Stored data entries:
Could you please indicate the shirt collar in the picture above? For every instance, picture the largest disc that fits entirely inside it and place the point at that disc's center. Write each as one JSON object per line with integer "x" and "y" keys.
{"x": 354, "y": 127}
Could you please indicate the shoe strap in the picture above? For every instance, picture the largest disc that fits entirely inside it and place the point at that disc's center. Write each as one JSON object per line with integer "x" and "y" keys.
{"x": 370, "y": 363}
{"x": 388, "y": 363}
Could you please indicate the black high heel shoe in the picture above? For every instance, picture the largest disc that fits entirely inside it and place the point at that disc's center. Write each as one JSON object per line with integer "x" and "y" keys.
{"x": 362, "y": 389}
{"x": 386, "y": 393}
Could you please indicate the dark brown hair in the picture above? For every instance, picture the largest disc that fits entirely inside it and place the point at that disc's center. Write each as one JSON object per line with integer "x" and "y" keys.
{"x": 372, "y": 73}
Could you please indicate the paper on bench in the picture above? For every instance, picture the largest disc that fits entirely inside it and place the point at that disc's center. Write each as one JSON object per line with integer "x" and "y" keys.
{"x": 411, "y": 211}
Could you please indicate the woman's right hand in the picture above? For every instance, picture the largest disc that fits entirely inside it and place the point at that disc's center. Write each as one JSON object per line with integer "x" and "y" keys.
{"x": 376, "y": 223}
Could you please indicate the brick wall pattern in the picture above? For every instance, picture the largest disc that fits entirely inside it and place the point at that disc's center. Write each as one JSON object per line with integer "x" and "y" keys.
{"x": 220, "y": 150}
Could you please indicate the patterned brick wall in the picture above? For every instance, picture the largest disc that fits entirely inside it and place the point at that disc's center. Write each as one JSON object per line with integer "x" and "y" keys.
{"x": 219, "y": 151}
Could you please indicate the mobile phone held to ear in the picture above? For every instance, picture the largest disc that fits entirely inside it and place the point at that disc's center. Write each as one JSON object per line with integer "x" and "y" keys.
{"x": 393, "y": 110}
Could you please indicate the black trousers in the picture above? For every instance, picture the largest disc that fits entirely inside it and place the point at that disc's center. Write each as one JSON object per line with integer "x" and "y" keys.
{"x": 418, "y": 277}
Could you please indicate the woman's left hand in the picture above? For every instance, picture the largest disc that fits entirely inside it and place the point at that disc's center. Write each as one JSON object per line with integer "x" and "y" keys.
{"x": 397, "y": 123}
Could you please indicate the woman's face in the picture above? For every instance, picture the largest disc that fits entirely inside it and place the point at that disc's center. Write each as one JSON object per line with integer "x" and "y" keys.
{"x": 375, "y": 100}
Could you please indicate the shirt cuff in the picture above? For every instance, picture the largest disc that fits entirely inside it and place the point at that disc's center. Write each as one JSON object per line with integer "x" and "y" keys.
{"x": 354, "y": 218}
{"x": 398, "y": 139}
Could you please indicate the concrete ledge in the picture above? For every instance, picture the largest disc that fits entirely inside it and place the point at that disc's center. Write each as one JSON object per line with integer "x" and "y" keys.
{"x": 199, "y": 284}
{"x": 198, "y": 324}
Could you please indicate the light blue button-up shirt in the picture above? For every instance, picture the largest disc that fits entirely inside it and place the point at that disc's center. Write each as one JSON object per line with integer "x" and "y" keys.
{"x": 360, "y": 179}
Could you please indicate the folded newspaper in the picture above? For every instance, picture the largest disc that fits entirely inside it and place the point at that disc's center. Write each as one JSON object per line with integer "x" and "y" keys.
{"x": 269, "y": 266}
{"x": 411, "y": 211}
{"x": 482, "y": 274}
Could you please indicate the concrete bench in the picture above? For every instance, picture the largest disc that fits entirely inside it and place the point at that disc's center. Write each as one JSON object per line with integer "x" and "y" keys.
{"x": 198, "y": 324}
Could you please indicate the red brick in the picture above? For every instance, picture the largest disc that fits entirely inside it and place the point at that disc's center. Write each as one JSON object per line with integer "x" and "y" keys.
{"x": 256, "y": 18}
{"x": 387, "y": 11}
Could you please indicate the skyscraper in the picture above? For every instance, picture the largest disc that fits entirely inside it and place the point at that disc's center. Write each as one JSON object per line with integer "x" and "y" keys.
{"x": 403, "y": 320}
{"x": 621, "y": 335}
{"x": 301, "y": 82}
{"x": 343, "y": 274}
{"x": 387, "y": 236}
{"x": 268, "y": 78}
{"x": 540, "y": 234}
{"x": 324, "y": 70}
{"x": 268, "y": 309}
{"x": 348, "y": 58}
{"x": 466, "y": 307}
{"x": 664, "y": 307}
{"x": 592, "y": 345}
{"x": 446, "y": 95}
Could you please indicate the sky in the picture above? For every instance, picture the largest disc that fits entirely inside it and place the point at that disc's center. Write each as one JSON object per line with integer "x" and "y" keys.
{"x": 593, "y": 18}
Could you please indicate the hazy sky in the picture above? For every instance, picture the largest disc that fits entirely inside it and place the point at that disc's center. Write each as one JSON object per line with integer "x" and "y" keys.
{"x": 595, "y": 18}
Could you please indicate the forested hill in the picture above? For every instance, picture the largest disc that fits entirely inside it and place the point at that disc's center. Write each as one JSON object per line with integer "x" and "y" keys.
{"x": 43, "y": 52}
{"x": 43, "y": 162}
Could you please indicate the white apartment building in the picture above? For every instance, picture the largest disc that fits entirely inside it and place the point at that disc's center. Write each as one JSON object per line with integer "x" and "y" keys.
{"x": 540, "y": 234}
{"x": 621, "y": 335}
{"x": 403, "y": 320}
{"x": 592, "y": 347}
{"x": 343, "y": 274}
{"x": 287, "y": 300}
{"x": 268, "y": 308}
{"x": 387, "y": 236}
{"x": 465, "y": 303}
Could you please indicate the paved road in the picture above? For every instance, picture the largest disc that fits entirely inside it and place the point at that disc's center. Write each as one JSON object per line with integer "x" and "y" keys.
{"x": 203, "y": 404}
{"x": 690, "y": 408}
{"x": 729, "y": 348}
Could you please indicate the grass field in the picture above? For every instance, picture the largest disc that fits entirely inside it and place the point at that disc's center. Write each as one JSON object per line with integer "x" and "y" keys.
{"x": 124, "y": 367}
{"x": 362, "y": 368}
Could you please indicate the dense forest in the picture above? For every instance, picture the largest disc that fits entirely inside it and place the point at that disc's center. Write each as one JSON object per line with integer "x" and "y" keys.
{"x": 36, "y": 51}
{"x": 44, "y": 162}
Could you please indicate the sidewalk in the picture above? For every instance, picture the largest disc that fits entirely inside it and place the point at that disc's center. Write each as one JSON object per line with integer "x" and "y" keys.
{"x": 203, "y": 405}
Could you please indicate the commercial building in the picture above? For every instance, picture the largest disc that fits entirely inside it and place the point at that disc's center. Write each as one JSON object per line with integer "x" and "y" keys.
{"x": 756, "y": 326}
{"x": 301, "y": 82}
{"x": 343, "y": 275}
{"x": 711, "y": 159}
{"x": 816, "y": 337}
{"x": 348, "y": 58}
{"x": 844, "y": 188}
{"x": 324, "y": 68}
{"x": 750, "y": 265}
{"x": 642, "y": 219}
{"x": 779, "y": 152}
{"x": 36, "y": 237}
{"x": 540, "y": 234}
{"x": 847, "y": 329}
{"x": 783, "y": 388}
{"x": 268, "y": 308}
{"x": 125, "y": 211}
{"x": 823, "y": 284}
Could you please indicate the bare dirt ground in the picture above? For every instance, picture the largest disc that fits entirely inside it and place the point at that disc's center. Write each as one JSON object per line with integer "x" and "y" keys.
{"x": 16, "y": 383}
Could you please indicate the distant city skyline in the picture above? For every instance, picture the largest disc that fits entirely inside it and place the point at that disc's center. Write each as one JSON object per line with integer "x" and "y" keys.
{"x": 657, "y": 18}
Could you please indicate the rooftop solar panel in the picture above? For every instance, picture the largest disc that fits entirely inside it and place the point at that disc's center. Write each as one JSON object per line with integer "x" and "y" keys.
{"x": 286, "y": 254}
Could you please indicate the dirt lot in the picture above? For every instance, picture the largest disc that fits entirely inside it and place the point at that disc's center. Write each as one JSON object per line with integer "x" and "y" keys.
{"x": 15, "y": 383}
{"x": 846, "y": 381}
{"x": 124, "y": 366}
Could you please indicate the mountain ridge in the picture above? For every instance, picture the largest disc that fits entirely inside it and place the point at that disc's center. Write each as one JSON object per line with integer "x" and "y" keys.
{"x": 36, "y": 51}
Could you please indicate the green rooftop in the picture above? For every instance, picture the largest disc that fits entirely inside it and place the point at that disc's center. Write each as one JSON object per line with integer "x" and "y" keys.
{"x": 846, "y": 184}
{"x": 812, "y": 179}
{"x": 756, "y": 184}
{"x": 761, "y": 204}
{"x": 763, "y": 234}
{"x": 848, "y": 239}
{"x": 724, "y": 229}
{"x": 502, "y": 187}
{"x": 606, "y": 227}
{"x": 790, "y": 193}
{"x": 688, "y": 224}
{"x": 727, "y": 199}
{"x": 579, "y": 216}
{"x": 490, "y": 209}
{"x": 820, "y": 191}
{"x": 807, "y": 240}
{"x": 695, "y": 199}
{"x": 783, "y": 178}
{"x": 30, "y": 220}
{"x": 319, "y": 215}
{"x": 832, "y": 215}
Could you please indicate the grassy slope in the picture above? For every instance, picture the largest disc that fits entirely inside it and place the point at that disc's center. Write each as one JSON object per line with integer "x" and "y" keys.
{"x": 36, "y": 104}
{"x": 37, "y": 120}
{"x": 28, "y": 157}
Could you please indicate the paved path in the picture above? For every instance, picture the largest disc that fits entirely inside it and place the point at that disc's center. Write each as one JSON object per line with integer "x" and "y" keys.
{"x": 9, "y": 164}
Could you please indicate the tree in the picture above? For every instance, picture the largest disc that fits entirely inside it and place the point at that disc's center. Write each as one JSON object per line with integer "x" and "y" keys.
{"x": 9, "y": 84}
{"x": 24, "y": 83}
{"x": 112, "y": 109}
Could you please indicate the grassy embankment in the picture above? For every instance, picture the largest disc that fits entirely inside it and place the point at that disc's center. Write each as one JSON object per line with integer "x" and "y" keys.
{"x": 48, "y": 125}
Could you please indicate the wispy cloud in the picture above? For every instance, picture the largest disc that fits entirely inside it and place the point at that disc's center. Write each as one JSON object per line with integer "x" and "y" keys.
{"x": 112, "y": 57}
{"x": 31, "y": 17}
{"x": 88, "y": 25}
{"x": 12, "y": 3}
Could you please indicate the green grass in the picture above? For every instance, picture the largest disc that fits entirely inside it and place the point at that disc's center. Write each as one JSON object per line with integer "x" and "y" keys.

GOAL OF THE EXERCISE:
Copy nothing except the lines from the one holding "Could you please indicate the tree" through the last line of the data above, and return them exactly.

ANSWER AREA:
Could you please indicate the tree in the picture above? For every instance, picture the largest disc that fits entirely inside it and place the point at that disc's center. Write each as one JSON object per line with integer "x" and "y" keys.
{"x": 9, "y": 84}
{"x": 24, "y": 83}
{"x": 112, "y": 109}
Could you please indicate the grassy embankment in the picture above? For every instance, picture the largest disc that fits entirely inside it and place the point at that disc's center. Write each as one JSON object per line with integer "x" and "y" keys.
{"x": 48, "y": 125}
Could you please indicate the wispy cloud in the picture above? For every instance, picture the largest disc that fits entirely inside it and place the point at that disc's center. Write each as one JSON object per line with integer "x" and "y" keys.
{"x": 112, "y": 57}
{"x": 31, "y": 17}
{"x": 88, "y": 25}
{"x": 12, "y": 3}
Could you please indicate the green grass in the picture above? For every instance, picture the largest disc that fits entirely inside it and place the point at that disc's center. Write each as one JSON object per line with integer "x" and "y" keys.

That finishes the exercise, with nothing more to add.